*Source document*.
# Those who talk about my shooting behind my back.



## alleyyooper (Sep 19, 2011)

This is my visula a hunting fool of a dog. I got her in 2001 when a friend was told to get rid of the runt and he just couldn't do it like the owner wanted.







This is my Springer. He was a pound pup my wife rescuded in 2000 whle I was at work. She had went to take a look at a choclate labby which had already been sent to A new home.
Nothing special about this guy but has a good nose leaves the deer alone as well as skunks and other things.
Cooling off after a hot morning of boundry training.







This one is my sassy pup, always has to question every command given her. She was a pound pup rescuded in 2001. I know she has Shr Pia blood in her due to her short ears, all the wrinkles and thick hide. She just goes along to help out doing what ever she can. She seems to know how to stop a running rooster for some reason.
she is being called here and decides to yell back WHAT DAD.
She got a first place ribbon with this picture as the pet of the month in January 2006.






 Al


----------



## hanniedog (Sep 19, 2011)

Think the pool needs cleaning just a bit.


----------



## fubar2 (Sep 19, 2011)

Yeah what he said. Is that the pool or the latrine?


----------



## dingeryote (Sep 19, 2011)

fubar2 said:


> Yeah what he said. Is that the pool or the latrine?


 
Put a muddy dog in a clean kiddy pool sometime. LOL!!

When mud season is in full swing, I can make a bathtub look like that.

Ours get taken to the pond, then hosed off when they decide to play in the muck.
Yeah, "Dad" ain't real popular with the mutts for a while afterwards, but it beats letting them in the hooch and incurring the wrath of the wife.

Stay safe!
Dingeryote


----------



## fubar2 (Sep 19, 2011)

dingeryote said:


> Put a muddy dog in a clean kiddy pool sometime. LOL!!
> 
> When mud season is in full swing, I can make a bathtub look like that.
> 
> ...


 
Bush and the Devil made me post that. It was 100 per cent in jest.


----------



## rmh3481 (Sep 19, 2011)

They look like good bird dogs. Its been a couple years since Ive been out because my dog passed on. Brings back good memories! 

I watched in amazement while 21 Turkeys walked up my driveway last week. They then went across the neighbors yard and back into the woods. Ive never seen this many Turkeys in the wild let alone in a flock. One big male was leading them along and I was just stunned. Ill probably never see them again especially when the season is open...


----------



## alleyyooper (Sep 20, 2011)

We bought the pool for the Cholate labby to keep her from going to the creek anbd getting covered in mud. since she was still a pup when we got it I would guess it is 12 years old when this picture was taken. You can still see the springers feet so I felt the water wasn't all that dirty yet. that step 2 pool was worth every penny we paid for it as it is still going strong today.

 Al


----------



## Fifelaker (Sep 22, 2011)

View attachment 200185
And to think this one can find a bird


----------

*Request a*. In the forum thread, rewrite the passage that begins at the words "This one is" and stops after "for some reason.", replacing "rooster" with "pheasant".

*Provided material*.

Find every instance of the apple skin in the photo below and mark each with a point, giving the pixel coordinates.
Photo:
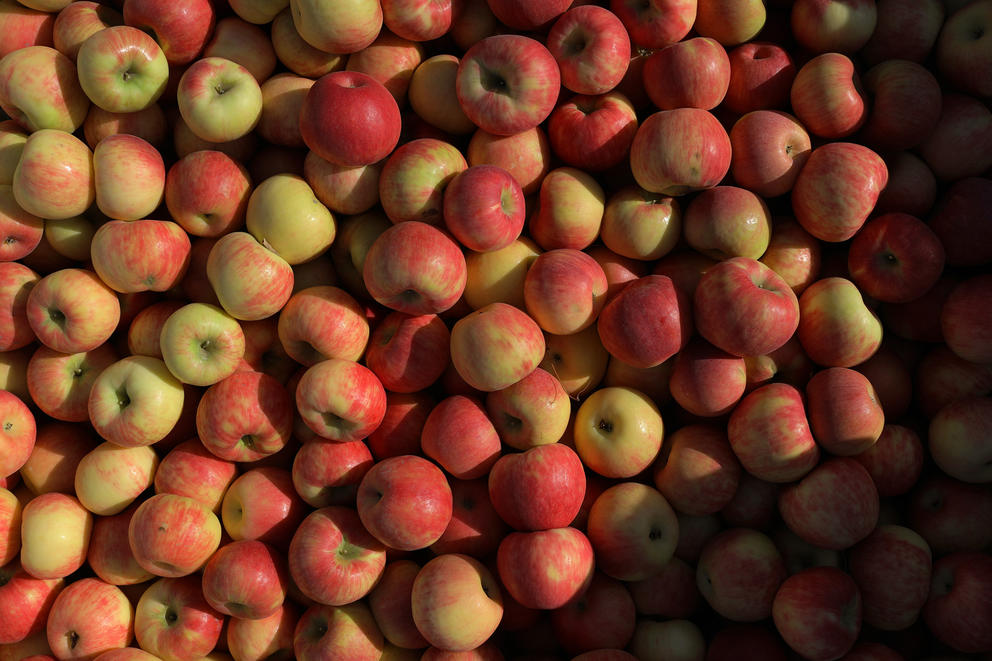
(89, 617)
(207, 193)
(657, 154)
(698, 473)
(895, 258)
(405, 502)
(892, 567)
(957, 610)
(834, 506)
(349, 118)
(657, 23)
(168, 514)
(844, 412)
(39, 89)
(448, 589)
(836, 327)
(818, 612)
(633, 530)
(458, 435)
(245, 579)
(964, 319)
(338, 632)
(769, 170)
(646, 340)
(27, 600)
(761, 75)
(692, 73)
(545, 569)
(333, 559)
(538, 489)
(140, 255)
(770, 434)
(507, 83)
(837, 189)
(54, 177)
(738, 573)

*Request b*. Turn every line of the rows above into a numbered list, omitting blank lines and leaving out the pictures.

*Correct response a*.
This one is my sassy pup, always has to question every command given her. She was a pound pup rescuded in 2001. I know she has Shr Pia blood in her due to her short ears, all the wrinkles and thick hide. She just goes along to help out doing what ever she can. She seems to know how to stop a running pheasant for some reason.

*Correct response b*.
1. Find every instance of the apple skin in the photo below and mark each with a point, giving the pixel coordinates.
2. Photo:
3. (89, 617)
4. (207, 193)
5. (657, 154)
6. (698, 473)
7. (895, 258)
8. (405, 502)
9. (892, 567)
10. (957, 610)
11. (834, 506)
12. (349, 118)
13. (657, 23)
14. (168, 514)
15. (844, 412)
16. (39, 89)
17. (448, 589)
18. (836, 327)
19. (818, 612)
20. (633, 530)
21. (458, 435)
22. (245, 579)
23. (964, 319)
24. (338, 632)
25. (769, 170)
26. (646, 340)
27. (27, 600)
28. (761, 75)
29. (692, 73)
30. (545, 569)
31. (333, 559)
32. (538, 489)
33. (140, 255)
34. (770, 434)
35. (507, 83)
36. (837, 189)
37. (54, 177)
38. (738, 573)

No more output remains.